*** READING PASSAGE
News Articles & Press Quotes

News Articles

David Brown’s “The Bridge So Far,” a funny and terrifying look at what’s been delaying the new Bay Bridge
June 22, 2006 San Francisco Chronicle Columnist Leah Garchik

Bay Bridge Contractor Has Reputation for Quality

One client says American Bridge also aggressively pursues higher pay through ‘change orders’ for work it considers extra

April 21, 2006 San Francisco Chronicle


Press Quotes

From the Marin Pacific Sun

Ever wonder why Los Angeles was able to repair its earthquake damage in one year while the Bay Area, home of the world’s most beautiful bridges and most dangerous fault lines, took more than a decade-and-a-half figuring out what to do with the new east span of the Bay Bridge? Brisbane filmmaker David L. Brown points accusatory fingers in the right places in explaining, with the help of professional comedians, who caused the absurd delays and the countless wasted billions. Check out “The Bridge So Far – A Suspense Story,” a sometimes laughable, sometimes brutally painful examination of political incompetence.”


From the San Francisco Chronicle

Brisbane resident David Brown produced and directed “The Bridge So Far: A Suspense Story,” about the protracted struggle to build an eastern span for the Bay Bridge after it was damaged by the Loma Prieta earthquake in October 1989.

“I did 12 months of work in six months,” said Brown, 58. “The film stands in marked contrast to the bridge construction.”

Early on, he decided on a satiric approach.

“I was interested in the subject largely because it is a great saga with a great cast, many cinematic elements and a strong sense of urgency for public safety,” Brown said. “It involves elements of farce, tragedy and comedy, with many wild twists and turns.”
******
[EXERCISE 1]:
Answer these questions from the press page:
(a) On what date did the San Francisco Chronicle run the article about the Bay Bridge contractor's reputation for quality?
(b) In what town does David Brown live?
(c) What earthquake damaged the Bay Bridge, and in what month and year?
[EXERCISE 2]: Reproduce part of the press page word for word: begin at the words "Ever wonder why" and stop after the words "in October 1989.".
[EXERCISE 3]: In the press page, what reason does Brown give for his interest in the Bay Bridge story? Answer in one to three sentences.
*** LISTED ENTRIES
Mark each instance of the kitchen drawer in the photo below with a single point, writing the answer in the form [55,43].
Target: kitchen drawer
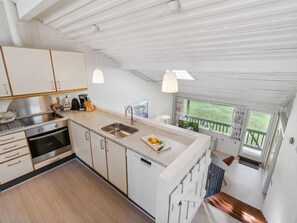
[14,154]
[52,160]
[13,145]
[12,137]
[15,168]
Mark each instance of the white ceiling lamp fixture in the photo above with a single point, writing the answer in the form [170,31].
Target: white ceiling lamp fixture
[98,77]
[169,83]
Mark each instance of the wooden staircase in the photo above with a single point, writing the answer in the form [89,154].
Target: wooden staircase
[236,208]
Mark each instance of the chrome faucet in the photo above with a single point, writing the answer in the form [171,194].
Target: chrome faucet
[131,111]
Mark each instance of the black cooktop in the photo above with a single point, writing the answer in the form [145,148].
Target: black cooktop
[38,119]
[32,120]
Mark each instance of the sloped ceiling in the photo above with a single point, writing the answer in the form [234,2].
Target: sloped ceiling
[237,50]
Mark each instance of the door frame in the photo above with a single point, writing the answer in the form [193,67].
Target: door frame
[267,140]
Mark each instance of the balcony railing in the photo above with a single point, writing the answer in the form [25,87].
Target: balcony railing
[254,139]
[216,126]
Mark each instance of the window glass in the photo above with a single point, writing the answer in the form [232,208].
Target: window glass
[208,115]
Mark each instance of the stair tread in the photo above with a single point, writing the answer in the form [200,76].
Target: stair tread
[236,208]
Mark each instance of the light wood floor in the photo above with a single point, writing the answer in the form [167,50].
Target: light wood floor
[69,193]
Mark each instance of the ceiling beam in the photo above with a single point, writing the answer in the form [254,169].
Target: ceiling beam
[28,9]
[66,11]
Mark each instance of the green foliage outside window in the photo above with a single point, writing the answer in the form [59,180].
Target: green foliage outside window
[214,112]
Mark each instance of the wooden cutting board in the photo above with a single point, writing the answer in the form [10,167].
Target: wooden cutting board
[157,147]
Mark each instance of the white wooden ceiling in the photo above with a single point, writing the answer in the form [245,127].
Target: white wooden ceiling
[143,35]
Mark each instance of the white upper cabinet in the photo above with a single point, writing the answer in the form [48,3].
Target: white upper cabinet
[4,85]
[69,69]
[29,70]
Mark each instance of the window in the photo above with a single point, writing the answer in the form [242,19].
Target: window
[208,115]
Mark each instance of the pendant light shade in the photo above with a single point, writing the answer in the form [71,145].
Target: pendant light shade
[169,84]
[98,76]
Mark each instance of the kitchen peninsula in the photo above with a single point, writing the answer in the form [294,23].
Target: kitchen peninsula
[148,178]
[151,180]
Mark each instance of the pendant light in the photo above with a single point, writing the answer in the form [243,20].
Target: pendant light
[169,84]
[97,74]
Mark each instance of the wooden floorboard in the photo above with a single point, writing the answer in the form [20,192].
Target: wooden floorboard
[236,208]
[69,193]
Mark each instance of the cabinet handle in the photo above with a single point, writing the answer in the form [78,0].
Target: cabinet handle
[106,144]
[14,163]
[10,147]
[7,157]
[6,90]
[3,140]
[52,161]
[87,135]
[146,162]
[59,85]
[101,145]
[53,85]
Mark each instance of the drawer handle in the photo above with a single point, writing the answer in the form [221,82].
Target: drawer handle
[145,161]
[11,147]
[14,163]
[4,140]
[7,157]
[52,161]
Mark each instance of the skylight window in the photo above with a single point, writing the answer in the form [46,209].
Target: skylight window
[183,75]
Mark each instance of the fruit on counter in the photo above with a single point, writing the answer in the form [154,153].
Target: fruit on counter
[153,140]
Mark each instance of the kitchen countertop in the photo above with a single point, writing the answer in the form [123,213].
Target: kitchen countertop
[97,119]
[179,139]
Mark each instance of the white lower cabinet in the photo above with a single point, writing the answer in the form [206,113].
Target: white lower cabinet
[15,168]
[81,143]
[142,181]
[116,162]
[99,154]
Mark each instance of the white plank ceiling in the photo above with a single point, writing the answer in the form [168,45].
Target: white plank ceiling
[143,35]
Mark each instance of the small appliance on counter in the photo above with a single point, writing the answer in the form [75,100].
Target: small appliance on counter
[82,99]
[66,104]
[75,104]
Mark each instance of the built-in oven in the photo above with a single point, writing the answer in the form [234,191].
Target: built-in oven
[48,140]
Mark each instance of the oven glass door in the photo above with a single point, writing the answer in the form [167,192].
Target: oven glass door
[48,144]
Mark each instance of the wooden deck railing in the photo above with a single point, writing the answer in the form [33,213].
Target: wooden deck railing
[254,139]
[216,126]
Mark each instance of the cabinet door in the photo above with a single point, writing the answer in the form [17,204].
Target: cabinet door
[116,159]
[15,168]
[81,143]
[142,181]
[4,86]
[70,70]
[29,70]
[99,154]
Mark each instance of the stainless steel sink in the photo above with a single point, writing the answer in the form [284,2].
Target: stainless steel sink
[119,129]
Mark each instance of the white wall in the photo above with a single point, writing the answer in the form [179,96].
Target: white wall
******
[EXERCISE OUTPUT 1]:
(a) April 21, 2006
(b) Brisbane
(c) The Loma Prieta earthquake, in October 1989

[EXERCISE OUTPUT 2]:
Ever wonder why Los Angeles was able to repair its earthquake damage in one year while the Bay Area, home of the world’s most beautiful bridges and most dangerous fault lines, took more than a decade-and-a-half figuring out what to do with the new east span of the Bay Bridge? Brisbane filmmaker David L. Brown points accusatory fingers in the right places in explaining, with the help of professional comedians, who caused the absurd delays and the countless wasted billions. Check out “The Bridge So Far – A Suspense Story,” a sometimes laughable, sometimes brutally painful examination of political incompetence.”


From the San Francisco Chronicle

Brisbane resident David Brown produced and directed “The Bridge So Far: A Suspense Story,” about the protracted struggle to build an eastern span for the Bay Bridge after it was damaged by the Loma Prieta earthquake in October 1989.

[EXERCISE OUTPUT 3]: Brown said he was interested largely because the story is a great saga with a great cast, many cinematic elements and a strong sense of urgency for public safety. He added that it involves elements of farce, tragedy and comedy, with many wild twists and turns.